Reproduce each record in the listing below exactly as written.
(Beginning of ENTRIES PROVIDED)
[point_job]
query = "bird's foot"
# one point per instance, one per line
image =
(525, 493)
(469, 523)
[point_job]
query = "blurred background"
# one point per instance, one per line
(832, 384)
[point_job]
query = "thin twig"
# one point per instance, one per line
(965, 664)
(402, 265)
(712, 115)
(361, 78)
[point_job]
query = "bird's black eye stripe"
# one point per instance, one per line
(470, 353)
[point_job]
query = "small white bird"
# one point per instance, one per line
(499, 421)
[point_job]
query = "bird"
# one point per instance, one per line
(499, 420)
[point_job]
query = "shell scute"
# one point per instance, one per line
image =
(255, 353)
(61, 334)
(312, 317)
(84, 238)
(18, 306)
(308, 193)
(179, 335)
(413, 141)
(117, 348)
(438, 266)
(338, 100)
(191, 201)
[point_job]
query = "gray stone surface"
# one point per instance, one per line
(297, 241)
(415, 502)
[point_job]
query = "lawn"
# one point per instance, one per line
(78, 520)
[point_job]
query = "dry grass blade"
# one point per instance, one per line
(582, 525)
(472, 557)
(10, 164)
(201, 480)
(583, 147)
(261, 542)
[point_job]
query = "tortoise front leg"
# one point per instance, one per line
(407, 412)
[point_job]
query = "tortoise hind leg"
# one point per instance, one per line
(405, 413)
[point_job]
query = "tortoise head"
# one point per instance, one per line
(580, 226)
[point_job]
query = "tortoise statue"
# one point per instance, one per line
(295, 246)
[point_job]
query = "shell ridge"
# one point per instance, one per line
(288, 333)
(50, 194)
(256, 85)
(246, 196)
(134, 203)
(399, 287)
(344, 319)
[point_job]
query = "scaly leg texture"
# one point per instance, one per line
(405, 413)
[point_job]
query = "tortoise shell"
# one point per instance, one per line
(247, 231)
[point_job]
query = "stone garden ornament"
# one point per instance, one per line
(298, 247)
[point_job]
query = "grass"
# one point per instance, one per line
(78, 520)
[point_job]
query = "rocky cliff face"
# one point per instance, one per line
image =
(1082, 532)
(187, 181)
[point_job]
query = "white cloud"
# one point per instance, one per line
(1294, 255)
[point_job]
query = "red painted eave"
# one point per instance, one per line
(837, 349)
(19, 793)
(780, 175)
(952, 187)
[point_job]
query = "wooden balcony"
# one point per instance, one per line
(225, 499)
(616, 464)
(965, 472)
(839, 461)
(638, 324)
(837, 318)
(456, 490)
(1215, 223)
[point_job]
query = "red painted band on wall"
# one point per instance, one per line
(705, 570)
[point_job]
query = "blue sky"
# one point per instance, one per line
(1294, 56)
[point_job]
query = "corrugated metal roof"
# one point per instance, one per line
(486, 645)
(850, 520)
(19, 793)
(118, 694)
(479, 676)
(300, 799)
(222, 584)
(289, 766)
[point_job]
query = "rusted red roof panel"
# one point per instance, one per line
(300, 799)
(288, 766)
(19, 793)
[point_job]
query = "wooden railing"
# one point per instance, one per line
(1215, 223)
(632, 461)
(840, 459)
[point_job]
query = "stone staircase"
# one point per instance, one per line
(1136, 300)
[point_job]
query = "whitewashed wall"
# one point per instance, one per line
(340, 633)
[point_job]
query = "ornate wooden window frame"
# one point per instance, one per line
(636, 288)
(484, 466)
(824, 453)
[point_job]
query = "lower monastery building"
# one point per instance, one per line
(End of ENTRIES PROVIDED)
• TASK RESPONSE
[point_job]
query = "bird's foot"
# one point per instance, one per line
image =
(525, 493)
(469, 523)
[point_job]
query = "blurred background"
# one point per instance, one per line
(832, 384)
[point_job]
query = "thin twig"
# one point per instance, one per line
(965, 664)
(402, 265)
(712, 115)
(361, 78)
[point_job]
query = "bird's black eye stripe"
# one point per instance, one per line
(470, 353)
[point_job]
query = "small white bird"
# one point per instance, one per line
(499, 421)
[point_job]
query = "bird"
# one point per instance, one per line
(499, 420)
[point_job]
query = "shell scute"
# one point per instance, one per line
image =
(255, 353)
(61, 334)
(312, 317)
(84, 238)
(18, 306)
(308, 193)
(179, 335)
(413, 141)
(117, 348)
(438, 266)
(338, 100)
(191, 201)
[point_job]
query = "gray stone surface"
# one point per instance, one per line
(297, 241)
(415, 502)
[point_job]
query = "lawn"
# one point per instance, one per line
(78, 520)
[point_job]
query = "dry grass blade"
# one point per instance, one per line
(582, 525)
(472, 557)
(10, 164)
(201, 480)
(583, 147)
(261, 542)
[point_job]
query = "tortoise front leg"
# one point per instance, one per line
(407, 412)
[point_job]
query = "tortoise hind leg"
# one point per instance, one per line
(405, 413)
[point_job]
query = "tortoise head"
# one point per instance, one per line
(580, 226)
[point_job]
query = "tortoise statue"
# one point per instance, one per line
(295, 246)
[point_job]
query = "shell ridge"
# one point per instance, one per line
(288, 333)
(50, 194)
(256, 85)
(246, 196)
(134, 203)
(399, 287)
(344, 319)
[point_job]
query = "scaly leg texture"
# one point per instance, one per line
(405, 413)
[point_job]
query = "tortoise shell"
# one point per instance, one per line
(247, 231)
[point_job]
query = "stone garden ornament"
# one point per instance, one per line
(298, 247)
[point_job]
query = "grass"
# one point per instance, one per line
(78, 520)
[point_job]
query = "rocky cliff face"
# one point per instance, one per line
image =
(1082, 532)
(187, 181)
[point_job]
query = "white cloud"
# one point per instance, one per line
(1294, 255)
[point_job]
query = "red painted eave"
# one point per instance, one per line
(837, 349)
(19, 793)
(780, 175)
(952, 187)
[point_job]
query = "wooden balcony"
# one point per instance, one per line
(225, 499)
(616, 464)
(965, 472)
(839, 461)
(638, 324)
(837, 318)
(456, 490)
(1215, 223)
[point_job]
query = "red painted band on wall"
# one point per instance, one per line
(705, 570)
[point_job]
query = "blue sky"
# one point per instance, one per line
(1294, 56)
[point_job]
query = "corrugated metal roof"
# one point per instance, one per line
(486, 645)
(850, 520)
(19, 793)
(118, 694)
(479, 676)
(300, 799)
(222, 584)
(289, 766)
[point_job]
query = "rusted red roof panel"
# one point per instance, one per line
(300, 799)
(288, 766)
(19, 793)
[point_job]
query = "wooden railing"
# one point per instance, one per line
(1215, 223)
(632, 461)
(840, 459)
[point_job]
query = "stone staircase"
# one point per instance, one per line
(1136, 300)
[point_job]
query = "whitewashed wall"
# one point per instance, one per line
(340, 633)
[point_job]
query = "ornate wooden window frame"
# one point per instance, one per line
(636, 288)
(484, 466)
(824, 453)
[point_job]
query = "lower monastery building"
# one point per instance, one per line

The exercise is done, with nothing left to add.